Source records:
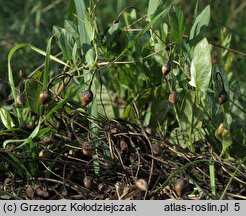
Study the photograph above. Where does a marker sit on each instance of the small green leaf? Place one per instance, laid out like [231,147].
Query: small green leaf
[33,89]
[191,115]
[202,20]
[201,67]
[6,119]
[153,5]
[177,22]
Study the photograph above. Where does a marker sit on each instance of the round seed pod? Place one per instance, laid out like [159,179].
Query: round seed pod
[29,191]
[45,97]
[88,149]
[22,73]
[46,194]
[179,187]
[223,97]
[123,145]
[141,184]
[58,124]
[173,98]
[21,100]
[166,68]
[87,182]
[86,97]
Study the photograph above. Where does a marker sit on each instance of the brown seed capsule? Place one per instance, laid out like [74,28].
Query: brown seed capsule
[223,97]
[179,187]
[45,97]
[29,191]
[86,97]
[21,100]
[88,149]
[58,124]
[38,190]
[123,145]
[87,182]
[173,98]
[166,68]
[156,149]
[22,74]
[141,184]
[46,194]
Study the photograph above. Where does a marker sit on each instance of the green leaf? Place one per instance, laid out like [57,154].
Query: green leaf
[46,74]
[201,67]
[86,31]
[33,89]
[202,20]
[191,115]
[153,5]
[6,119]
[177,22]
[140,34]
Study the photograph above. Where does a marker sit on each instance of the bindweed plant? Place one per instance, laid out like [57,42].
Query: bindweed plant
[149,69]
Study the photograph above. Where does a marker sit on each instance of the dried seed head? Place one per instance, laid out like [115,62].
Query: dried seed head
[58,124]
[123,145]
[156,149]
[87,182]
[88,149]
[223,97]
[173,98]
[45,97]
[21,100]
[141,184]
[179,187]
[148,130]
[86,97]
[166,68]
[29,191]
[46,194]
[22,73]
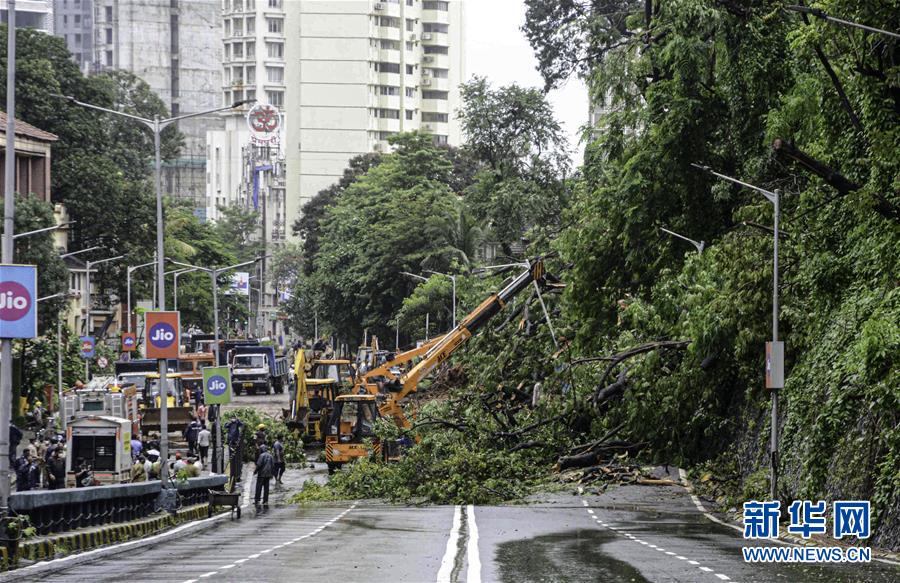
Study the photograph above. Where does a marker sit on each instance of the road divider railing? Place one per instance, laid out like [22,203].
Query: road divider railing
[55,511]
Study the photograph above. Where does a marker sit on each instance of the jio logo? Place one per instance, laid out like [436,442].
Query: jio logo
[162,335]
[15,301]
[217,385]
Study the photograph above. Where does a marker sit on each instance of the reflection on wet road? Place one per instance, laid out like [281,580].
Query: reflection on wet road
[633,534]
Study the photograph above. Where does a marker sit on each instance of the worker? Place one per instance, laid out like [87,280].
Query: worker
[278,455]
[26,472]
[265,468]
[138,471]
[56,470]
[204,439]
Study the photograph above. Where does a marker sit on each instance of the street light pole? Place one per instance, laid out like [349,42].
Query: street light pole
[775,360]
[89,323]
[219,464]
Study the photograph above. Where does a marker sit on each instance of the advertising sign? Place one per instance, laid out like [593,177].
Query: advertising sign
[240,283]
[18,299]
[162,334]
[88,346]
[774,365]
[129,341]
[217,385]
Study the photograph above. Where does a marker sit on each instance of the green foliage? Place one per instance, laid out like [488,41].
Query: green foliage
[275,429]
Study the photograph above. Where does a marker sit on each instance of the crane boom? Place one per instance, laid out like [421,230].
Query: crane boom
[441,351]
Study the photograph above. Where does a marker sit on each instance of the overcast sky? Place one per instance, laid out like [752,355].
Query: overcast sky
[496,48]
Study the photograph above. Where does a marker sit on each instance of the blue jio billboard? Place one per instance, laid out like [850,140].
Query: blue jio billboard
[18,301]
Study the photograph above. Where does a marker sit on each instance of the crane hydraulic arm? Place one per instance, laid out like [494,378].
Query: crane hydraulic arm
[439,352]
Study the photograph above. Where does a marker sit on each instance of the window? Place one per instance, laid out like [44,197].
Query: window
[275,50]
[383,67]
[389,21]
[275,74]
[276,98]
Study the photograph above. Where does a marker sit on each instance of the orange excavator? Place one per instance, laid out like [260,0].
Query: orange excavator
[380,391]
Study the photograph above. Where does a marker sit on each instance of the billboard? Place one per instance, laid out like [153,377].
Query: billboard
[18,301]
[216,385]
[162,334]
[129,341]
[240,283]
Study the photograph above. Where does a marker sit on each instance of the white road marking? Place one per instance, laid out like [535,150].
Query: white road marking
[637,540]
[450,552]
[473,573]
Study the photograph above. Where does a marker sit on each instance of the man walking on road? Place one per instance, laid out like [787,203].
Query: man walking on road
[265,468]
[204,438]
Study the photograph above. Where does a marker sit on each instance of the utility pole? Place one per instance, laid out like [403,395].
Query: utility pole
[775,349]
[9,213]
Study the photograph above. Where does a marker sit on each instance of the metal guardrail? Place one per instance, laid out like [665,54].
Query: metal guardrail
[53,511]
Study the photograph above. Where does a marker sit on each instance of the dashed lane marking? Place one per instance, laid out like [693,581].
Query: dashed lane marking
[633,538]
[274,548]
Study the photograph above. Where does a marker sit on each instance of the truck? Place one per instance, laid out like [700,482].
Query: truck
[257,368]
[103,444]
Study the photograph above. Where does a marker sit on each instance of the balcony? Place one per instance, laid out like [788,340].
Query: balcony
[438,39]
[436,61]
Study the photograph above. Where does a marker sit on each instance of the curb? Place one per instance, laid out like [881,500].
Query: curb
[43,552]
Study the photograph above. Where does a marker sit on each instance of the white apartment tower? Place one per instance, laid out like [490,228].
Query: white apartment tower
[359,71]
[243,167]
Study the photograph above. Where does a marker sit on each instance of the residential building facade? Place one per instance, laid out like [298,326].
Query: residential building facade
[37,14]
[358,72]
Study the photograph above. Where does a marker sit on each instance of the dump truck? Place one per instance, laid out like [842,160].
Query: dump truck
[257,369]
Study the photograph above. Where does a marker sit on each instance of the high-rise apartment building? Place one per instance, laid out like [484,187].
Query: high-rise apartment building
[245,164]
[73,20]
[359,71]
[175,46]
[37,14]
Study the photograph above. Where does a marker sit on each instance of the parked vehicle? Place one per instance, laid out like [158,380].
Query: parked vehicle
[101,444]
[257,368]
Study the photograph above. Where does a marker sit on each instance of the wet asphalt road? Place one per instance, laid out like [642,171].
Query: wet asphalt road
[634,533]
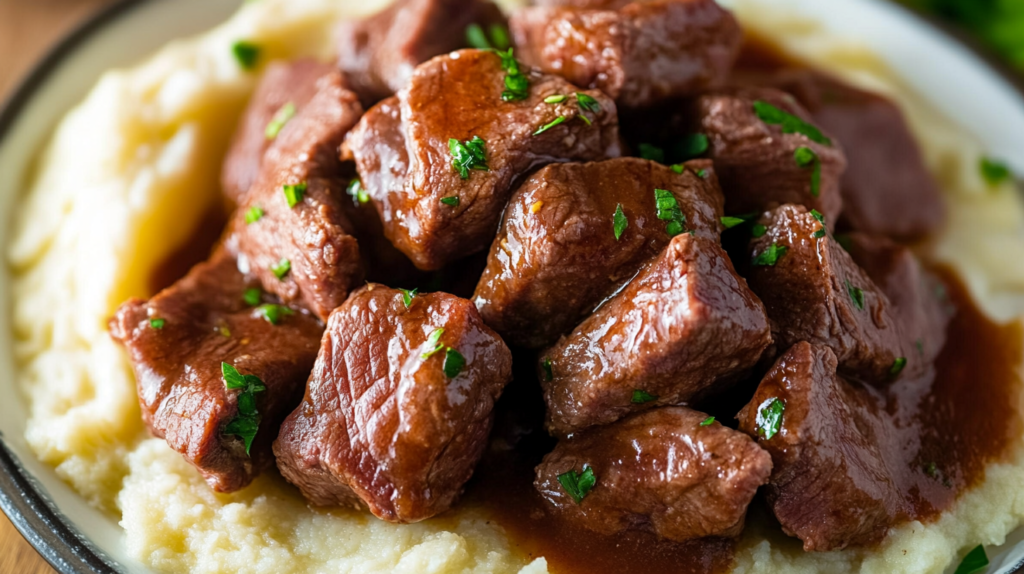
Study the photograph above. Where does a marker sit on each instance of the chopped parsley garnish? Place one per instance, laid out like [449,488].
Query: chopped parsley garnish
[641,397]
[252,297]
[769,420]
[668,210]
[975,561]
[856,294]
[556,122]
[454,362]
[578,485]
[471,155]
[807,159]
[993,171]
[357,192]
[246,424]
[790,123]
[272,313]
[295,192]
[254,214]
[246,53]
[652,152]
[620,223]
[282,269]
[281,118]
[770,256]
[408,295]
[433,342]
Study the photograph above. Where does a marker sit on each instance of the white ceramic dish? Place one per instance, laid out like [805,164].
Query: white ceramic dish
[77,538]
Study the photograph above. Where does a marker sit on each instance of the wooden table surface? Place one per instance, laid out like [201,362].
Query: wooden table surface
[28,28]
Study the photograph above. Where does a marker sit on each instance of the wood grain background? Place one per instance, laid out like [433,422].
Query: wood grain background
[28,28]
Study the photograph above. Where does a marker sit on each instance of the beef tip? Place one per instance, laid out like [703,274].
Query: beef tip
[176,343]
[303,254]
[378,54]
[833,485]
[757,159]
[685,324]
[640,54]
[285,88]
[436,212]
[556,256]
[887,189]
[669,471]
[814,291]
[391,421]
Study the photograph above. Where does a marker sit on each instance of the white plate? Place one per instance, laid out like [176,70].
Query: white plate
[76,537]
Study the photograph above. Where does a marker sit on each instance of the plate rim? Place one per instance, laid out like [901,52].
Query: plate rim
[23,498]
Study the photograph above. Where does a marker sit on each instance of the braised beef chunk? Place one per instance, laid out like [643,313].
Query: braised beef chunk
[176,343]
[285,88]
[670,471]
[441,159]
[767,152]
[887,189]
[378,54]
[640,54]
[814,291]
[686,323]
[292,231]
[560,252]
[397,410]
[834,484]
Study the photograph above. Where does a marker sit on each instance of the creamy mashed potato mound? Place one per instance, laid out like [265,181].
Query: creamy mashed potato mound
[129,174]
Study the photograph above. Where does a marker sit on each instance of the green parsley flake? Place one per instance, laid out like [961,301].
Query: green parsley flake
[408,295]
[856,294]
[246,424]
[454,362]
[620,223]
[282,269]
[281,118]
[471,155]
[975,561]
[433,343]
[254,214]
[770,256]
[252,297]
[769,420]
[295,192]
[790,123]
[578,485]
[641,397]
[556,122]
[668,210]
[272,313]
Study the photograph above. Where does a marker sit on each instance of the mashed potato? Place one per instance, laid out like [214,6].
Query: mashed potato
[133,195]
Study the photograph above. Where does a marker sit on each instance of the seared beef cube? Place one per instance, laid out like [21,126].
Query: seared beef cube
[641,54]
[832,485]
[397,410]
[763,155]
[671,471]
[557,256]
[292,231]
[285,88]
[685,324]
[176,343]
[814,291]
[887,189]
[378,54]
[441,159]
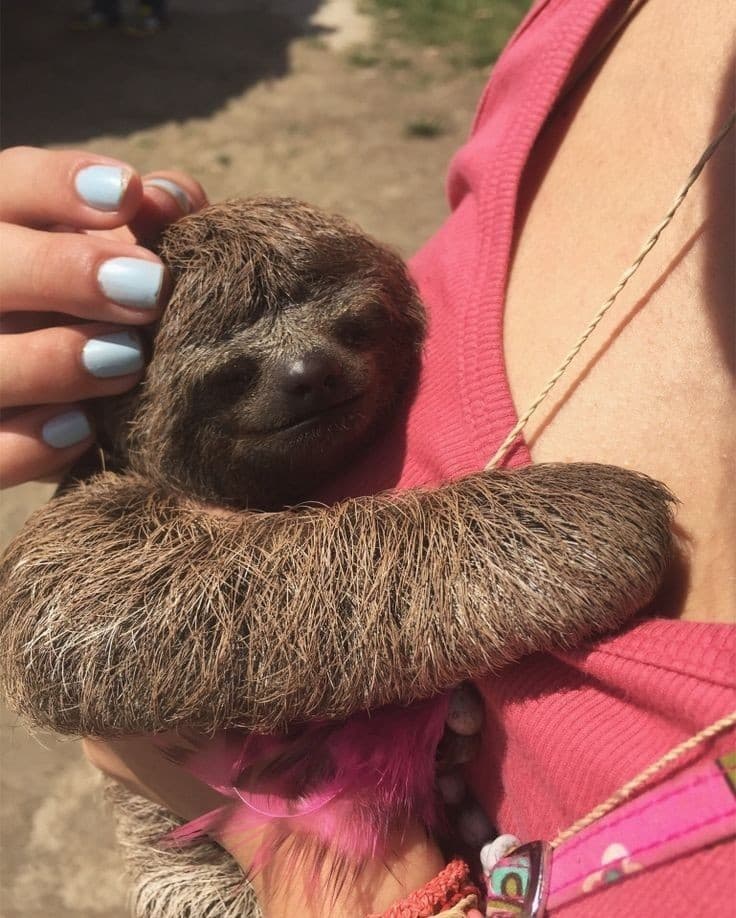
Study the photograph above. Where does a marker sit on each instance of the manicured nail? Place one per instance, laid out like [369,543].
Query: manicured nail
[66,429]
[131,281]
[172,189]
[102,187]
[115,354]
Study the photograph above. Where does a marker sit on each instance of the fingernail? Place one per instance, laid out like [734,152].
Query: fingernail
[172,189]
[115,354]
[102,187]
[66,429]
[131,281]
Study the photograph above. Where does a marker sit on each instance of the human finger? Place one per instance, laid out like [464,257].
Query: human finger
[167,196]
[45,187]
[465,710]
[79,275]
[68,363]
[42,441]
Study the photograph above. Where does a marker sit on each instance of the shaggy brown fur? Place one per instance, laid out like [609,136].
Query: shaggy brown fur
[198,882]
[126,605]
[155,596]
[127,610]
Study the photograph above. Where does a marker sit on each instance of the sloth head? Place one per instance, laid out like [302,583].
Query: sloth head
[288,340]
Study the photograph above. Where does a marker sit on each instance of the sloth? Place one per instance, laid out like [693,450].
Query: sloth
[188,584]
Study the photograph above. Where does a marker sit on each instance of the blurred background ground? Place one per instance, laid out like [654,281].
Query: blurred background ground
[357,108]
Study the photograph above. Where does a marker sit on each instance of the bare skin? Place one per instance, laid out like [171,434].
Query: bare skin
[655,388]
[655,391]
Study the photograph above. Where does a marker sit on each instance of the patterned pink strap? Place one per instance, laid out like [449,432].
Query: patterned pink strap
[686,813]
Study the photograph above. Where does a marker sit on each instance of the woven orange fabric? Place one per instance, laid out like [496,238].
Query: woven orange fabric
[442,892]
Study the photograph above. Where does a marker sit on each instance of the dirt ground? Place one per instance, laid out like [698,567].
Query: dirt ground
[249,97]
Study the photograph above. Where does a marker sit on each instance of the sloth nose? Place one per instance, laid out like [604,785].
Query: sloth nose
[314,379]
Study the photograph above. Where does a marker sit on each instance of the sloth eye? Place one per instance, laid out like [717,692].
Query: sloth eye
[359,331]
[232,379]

*Aim of the task*. Would you please repeat exactly the lines above, starting at the line with "out like [665,54]." and stopping at the line with "out like [881,500].", both included?

*Task output*.
Study the photograph above. Where does a marker sit on each instance of the metal guardrail? Place one per instance, laid out like [665,54].
Query: metal guardrail
[53,511]
Study the photograph above. Where does a marker sit on each instance of the dashed lane marking? Place one per instance, laid out like [693,581].
Query: dashed lane marking
[633,538]
[274,548]
Study the photograph above. Where does a marker sit on each instance of the truck? Place one per instance, laid out like [700,482].
Query: truck
[257,368]
[103,444]
Study the photograph above. Where does a marker sit on each instance of the balcony? Place one per instance, laid out like [788,340].
Query: balcony
[438,39]
[436,61]
Study the photograph above. Where does a marker sit on each instance of the curb? Place one per instance, laid out like [881,500].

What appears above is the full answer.